→ REQUIREMENT
Turn the lines below into a Markdown table with the columns Row and Line. Number each nonblank line in the Row column, put its text in the Line column, and leave out blank lines.

→ EXCERPTED DATA
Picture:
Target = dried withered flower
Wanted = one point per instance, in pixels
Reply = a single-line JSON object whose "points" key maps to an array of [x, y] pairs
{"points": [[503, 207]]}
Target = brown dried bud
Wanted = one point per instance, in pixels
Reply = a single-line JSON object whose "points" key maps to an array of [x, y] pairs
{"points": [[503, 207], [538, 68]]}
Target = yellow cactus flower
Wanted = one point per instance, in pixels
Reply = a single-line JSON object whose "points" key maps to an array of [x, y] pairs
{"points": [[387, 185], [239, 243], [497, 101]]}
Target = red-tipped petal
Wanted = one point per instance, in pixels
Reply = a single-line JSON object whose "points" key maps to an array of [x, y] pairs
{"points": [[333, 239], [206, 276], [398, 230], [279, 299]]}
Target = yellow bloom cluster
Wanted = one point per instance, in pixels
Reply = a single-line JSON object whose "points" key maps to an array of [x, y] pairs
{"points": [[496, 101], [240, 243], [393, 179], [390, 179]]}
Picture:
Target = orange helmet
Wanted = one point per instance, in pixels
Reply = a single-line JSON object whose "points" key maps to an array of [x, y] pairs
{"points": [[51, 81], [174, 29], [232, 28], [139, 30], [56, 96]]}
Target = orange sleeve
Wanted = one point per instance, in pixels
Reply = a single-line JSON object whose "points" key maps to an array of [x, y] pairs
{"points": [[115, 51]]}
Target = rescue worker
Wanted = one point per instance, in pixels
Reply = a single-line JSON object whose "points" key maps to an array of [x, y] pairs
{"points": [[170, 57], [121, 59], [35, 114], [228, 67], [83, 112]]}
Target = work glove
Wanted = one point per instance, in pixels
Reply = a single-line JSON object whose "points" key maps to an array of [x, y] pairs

→ COMPLETED TASK
| Row | Line |
|---|---|
| 1 | Picture: |
| 2 | Target = dried withered flower |
| 3 | Wanted = one point per instance, in pixels |
| 4 | Reply = a single-line JSON object whose "points" key maps to an array of [x, y] pairs |
| 5 | {"points": [[503, 207]]} |
| 6 | Target = brown dried bud |
| 7 | Wanted = one point per instance, in pixels |
| 8 | Reply = a single-line JSON object whose "points" key maps to an array of [x, y] pairs |
| 9 | {"points": [[503, 207], [538, 68]]} |
| 10 | Target = yellow cactus flower |
| 11 | Wanted = one point per instance, in pixels |
| 12 | Reply = a single-line JSON object whose "points" key maps to an array of [x, y] pairs |
| 13 | {"points": [[387, 185], [239, 243], [497, 101]]} |
| 14 | Target = red-tipped petal |
| 15 | Wanted = one point per instance, in pixels |
| 16 | Reply = a single-line JSON object whose "points" key maps to an array of [x, y] pairs |
| 17 | {"points": [[333, 239], [206, 276], [398, 230], [279, 299]]} |
| 18 | Target = yellow bloom cluster |
| 19 | Wanted = one point per instance, in pixels |
| 20 | Reply = a single-line JSON object whose "points" key maps to an array of [x, y] pairs |
| 21 | {"points": [[496, 101], [240, 243], [393, 179], [390, 179]]} |
| 22 | Picture: |
| 23 | Target = orange helmet |
| 24 | Wanted = one point per instance, in pixels |
| 25 | Reply = a single-line JSON object whose "points" key maps to an array of [x, y] pairs |
| 26 | {"points": [[51, 81], [174, 29], [232, 28], [139, 30], [56, 96]]} |
| 27 | Target = orange sleeve |
| 28 | Wanted = one point per instance, in pixels |
| 29 | Reply = a single-line JSON object whose "points" key maps to an array of [x, y] pairs |
| 30 | {"points": [[115, 51]]} |
| 31 | Target = rescue worker |
| 32 | Wanted = one point per instance, in pixels |
| 33 | Reply = a single-line JSON object whose "points" key maps to an array of [x, y] pairs |
| 34 | {"points": [[170, 57], [121, 59], [35, 114], [228, 67], [83, 112]]} |
| 35 | Target = work glove |
| 36 | Wanted = one point per instance, in pixels |
| 37 | Reply = a single-line JSON object whose "points" key maps to an array of [x, y] pairs |